Start SELECTED EXCERPT

The Michigan Legislature in May 2000 approved the introduction of competition in retail power supplies. Ending the monopoly structure in the generation of electricity was intended to lower rates and improve service quality. But attempts are underway to reverse this restructuring.

Such a reversal in deregulation would restrict choice in electricity supply, harming rather than benefiting consumers and the businesses that employ them. However, some regulatory reforms would improve the system.

A reversal in deregulation would restrict choice in electricity supply, harming rather than benefiting consumers and the businesses that employ them.

For decades, Michigan was divided into service territories with a specific utility designated to generate electricity, transmit the power to the grid and distribute it to customers. Detroit Edison and Consumers Energy, between them, serviced 90 percent of the market statewide.

In the late-1990s, Michigan lawmakers began mulling reforms. Electricity rates in the state were higher than the Midwest average, putting Michigan at a disadvantage in retaining and attracting industry.

The Legislature authorized restructuring in Public Act 141 of 2000. The law “unbundled” power generation, transmission and distribution as distinct services, and it allowed alternative power suppliers to compete for customers.

Michigan is in a transition phase of restructuring. In the Detroit Edison service area, alternative power suppliers now account for about 20 percent of commercial sales and 16 percent of industrial sales. In the Consumers Energy territory, alternative power suppliers account for about 7 percent of commercial sales and 16 percent of industrial sales.

Few residential customers have opted for a competing supplier. This is not surprising. Lawmakers in 2000 mandated a 5 percent rate cut, which reduced customers’ incentive to seek alternatives. Too, new entrants in the power market have targeted their marketing on large-volume purchasers, the better to gain a foothold in the market. Residential customers do benefit from restructuring, however. Competition overall puts downward pressure on rates.

The restructuring has increased the potential for investment in new generating capacity. Officials have identified at least 15 new facilities in the planning stages or under construction that, if completed, would add nearly 12,000 megawatts of new generating capacity in the state — or about four times the amount currently provided by alternative suppliers.

End SELECTED EXCERPT

# REQUIREMENTS
1. Why, according to the Michigan electricity restructuring piece, have so few residential customers switched to a competing supplier?
2. In the Michigan electricity restructuring piece, what share of commercial sales in the Detroit Edison service area do alternative power suppliers account for?
3. Pick up the Michigan electricity restructuring piece after its final sentence and continue it.

Start EXTRACTED INFORMATION

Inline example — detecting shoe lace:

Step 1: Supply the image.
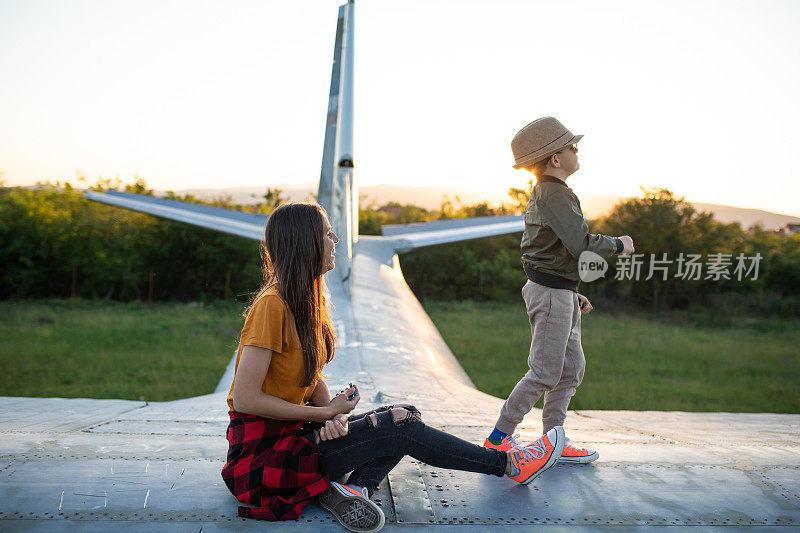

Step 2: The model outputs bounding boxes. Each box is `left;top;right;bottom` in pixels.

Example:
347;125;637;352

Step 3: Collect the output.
516;438;547;460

End EXTRACTED INFORMATION

# OUTPUTS FOR THE TASKS
1. In 2000, lawmakers mandated a 5 percent rate cut, which reduced residential customers' incentive to seek alternatives. New entrants in the power market have also aimed their marketing at large-volume purchasers to gain a foothold in the market.

2. About 20 percent.

3.
Some rhetoric employed by advocates of new regulation is false. Michigan is not heading toward an energy crisis of catastrophic proportions, as California did.

In the case of California, regulators forced utilities to divest all generating capacity and required them to purchase all power from wholesale suppliers and brokers, such as Enron. Regulators also prohibited California utilities from negotiating long-term contracts that would ensure a stable supply of electricity at lower, fixed rates. Compounding the problem were price controls that forced utilities to sell power at retail rates far below the prices paid for the electricity on the wholesale market.

Detroit Edison officials have raised some legitimate policy issues that deserve consideration. None warrant repeal of utility restructuring, but some changes could improve Michigan’s power market.

A key complaint among the incumbent utilities is the requirement they alone must act as the suppliers of last resort. Detroit Edison and Consumers Power, for example, must reconnect customers at regulated rates should they opt to leave a competing service provider. This requirement constitutes a competitive disadvantage because incumbent utilities must underwrite the costs of maintaining capacity for phantom customers.

Similarly, the former monopolists should not be forced to subsidize electrical service to rural households or business. The choice to live in a remote area involves trade-offs that ought not to be subsidized by Detroit Edison or Consumers Power.

The one element of P.A. 141 that deserves repeal is the price cap that locked in rates at 5 percent below 2000 levels until 2006. Price controls inhibit competition, innovation and efficiency by artificially limiting returns on investment.

Detroit Edison’s campaign to alter utility restructuring has created uncertainty in the marketplace. Investors are understandably reluctant to risk their capital where the rules appear to be in flux. For this reason alone, the Legislature should address the issue without delay. And considering the benefits to date of competition in power supply — and the promise of more to come — lawmakers would do well to focus on further deregulation of the electricity market.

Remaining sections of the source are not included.